# Problems:
1) Name every organization mentioned in the text on the civil justice conference, along with its abbreviation.
2) Carry on the text on the civil justice conference, picking up right after its final sentence.

# Reading text:
╔══
Thursday, December 8, 2016

A couple months ago, I had the privilege of attending a conference centered on the theme of Civil Justice and Economics. This conference, presented by the Canadian Institute for the Administration of Justice (CIAJ) in partnership with the Canadian Forum on Civil Justice (CFCJ), featured presentations by a number of prominent researchers, academics, judges, legal practitioners, and government and non-profit stakeholders, all devoted to the common goal of improving the economic efficiency and accessibility of our civil justice system. While the Canadian justice system has been touted internationally as fundamentally fair, rule abiding, and open, it has received mediocre rankings on scales of efficiency and accessibility, particularly in the realm of civil justice.[1] This is no secret when considering the extent to which some of the highest members of our judiciary have bemoaned the current state of access to justice in Canada.[2] As a leader among nations, Canada is a country that has the capacity to do better and must do better.

While there is still a tremendous amount of work to be done, the CIAJ/CFCJ conference offered a reassuring glimpse into some new developments that are helping pave the way for increased accessibility and efficiency. Chair of the Civil Resolution Tribunal (CRT), Shannon Salter, for example, spoke about the work that the CRT has been doing in leveraging technology to create Canada’s first fully integrated online tribunal. The CRT has jurisdiction over strata property disputes in British Columbia, and uses a solution explorer that enables users to resolve their disputes from the convenience of their own homes. Speaking to a different development, 2016 Gonthier Fellowship recipients Heather Heavin and Michaela Keet presented the results of their research project, which proposes using legal analytics to enhance the capacity of counsel to provide litigants with competent advice at an early stage in the litigation process. By using hard data to inform a particular action’s prospects of success, Heavin and Keet’s methodological approach allows lawyers to be more accountable to clients, and allows clients to make better informed decisions about settling versus litigating.
╚══
Labeled-object pointing entries
╔══
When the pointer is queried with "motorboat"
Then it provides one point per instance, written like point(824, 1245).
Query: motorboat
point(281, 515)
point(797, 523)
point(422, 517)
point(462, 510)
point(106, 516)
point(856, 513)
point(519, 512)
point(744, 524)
╚══
# Written responses:
1)
- Canadian Institute for the Administration of Justice (CIAJ)
- Canadian Forum on Civil Justice (CFCJ)
- Civil Resolution Tribunal (CRT)

2)
The work of the CRT and of professors Heavin and Keet are just two examples of some of the up-and-coming developments that are helping to improve the provision of legal services within our borders. Other presenters also spoke to ongoing or potential initiatives in the realms of data sharing, class actions and alternative legal services (ex: “unbundling” of legal services, “limited scope retainers”). Moving forward, it will also be important to observe the extent to which provincial regulators implement the recommendations set out in the CBA’s Futures Report. If Canada is to make substantial gains on the accessibility front, provincial regulators need to be open to the possibility of allowing for Alternative Business Structures (ABS’s), non-lawyer fee sharing, and Multi-Disciplinary Practices (MDP’s). These three things in particular, can have a profound effect in both improving the quality of legal services and in driving down costs for consumers.

[1] See for example Canada’s ranking re: World Justice Project: Rule of law Index 2016

[2] See for example Chief Justice McLaughlin’s “Foreword” and Justice Cromwell’s “Introduction” in the Action Committee on Access to Justice in Civil and Family Matter’s 2013 report, entitled “Access to Civil & Family Justice: A Roadmap for Change”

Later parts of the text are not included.